__Assigned task__: Search the records below for the word "stone". Copy each line where it occurs.

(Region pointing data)
____
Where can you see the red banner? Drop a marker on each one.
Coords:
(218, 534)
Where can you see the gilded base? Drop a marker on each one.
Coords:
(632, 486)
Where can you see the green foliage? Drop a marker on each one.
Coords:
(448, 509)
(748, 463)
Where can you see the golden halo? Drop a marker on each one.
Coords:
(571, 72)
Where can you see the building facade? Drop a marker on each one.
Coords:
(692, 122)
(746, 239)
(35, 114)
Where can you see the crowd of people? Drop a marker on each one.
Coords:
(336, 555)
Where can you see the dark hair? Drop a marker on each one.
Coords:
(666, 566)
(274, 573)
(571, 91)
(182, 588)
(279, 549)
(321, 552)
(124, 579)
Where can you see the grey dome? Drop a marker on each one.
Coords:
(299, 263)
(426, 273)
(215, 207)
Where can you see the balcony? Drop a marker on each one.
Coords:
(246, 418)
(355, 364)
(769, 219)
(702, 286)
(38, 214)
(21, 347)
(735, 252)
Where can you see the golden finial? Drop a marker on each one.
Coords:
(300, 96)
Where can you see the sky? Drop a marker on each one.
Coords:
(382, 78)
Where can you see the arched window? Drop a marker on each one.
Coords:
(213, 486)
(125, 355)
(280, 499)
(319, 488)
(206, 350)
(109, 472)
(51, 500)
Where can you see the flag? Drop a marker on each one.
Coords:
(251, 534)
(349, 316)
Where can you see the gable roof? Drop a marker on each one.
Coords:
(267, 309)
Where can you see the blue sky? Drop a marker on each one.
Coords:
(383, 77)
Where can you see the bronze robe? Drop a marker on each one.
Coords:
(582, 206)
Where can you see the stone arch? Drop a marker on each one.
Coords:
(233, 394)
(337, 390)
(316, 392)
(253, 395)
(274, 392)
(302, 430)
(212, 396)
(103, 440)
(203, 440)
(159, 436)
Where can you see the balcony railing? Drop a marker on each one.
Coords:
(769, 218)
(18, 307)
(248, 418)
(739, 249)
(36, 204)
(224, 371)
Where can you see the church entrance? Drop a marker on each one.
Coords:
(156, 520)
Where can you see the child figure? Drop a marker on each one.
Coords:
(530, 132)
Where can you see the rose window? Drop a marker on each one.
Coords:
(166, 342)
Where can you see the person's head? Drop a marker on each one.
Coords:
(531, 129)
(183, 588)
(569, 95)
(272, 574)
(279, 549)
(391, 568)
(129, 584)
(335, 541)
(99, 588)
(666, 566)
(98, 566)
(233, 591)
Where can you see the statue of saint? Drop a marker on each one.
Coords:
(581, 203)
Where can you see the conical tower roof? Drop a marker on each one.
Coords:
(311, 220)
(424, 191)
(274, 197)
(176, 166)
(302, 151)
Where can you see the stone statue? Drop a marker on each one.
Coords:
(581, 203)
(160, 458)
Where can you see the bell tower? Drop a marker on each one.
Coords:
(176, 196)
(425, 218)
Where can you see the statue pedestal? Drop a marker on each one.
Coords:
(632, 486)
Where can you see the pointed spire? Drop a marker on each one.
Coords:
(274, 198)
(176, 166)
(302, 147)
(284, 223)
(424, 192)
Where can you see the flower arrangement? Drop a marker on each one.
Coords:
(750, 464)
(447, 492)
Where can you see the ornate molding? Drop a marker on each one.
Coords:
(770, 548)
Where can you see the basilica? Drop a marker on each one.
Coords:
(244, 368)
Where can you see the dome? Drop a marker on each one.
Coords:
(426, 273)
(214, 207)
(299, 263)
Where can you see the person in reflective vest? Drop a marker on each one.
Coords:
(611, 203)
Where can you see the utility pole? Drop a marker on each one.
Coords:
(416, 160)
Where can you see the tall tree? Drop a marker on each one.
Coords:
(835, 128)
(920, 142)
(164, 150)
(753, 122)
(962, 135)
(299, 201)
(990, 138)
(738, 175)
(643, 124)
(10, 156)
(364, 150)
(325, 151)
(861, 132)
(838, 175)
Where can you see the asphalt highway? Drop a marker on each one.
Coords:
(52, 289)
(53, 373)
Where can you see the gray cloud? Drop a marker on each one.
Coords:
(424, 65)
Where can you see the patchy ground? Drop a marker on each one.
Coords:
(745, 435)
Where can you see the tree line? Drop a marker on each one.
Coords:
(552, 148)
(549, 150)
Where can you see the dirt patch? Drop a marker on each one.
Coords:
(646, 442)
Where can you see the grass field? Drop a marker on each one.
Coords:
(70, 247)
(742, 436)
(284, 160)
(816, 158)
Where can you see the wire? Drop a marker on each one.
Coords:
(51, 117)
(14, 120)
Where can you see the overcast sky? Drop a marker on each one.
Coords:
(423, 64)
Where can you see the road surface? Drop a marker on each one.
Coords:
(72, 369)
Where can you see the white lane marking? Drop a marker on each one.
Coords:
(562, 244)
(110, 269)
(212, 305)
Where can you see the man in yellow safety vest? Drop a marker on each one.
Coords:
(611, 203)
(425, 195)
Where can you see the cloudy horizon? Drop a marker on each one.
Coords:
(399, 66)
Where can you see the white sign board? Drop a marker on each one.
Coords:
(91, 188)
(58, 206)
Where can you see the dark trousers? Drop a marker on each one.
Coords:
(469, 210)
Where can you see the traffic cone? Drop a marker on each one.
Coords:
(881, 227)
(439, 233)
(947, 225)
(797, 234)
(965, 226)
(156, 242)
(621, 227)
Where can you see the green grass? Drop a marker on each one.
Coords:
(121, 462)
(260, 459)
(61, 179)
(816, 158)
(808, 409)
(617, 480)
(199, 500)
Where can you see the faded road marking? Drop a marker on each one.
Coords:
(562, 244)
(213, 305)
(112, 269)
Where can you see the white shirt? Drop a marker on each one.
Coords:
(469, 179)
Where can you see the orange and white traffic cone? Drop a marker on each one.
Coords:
____
__Solution to this exercise__:
Where can you see the stone arch? Drop a marker on each one.
Where can you see the stone statue? Drop a marker on each one.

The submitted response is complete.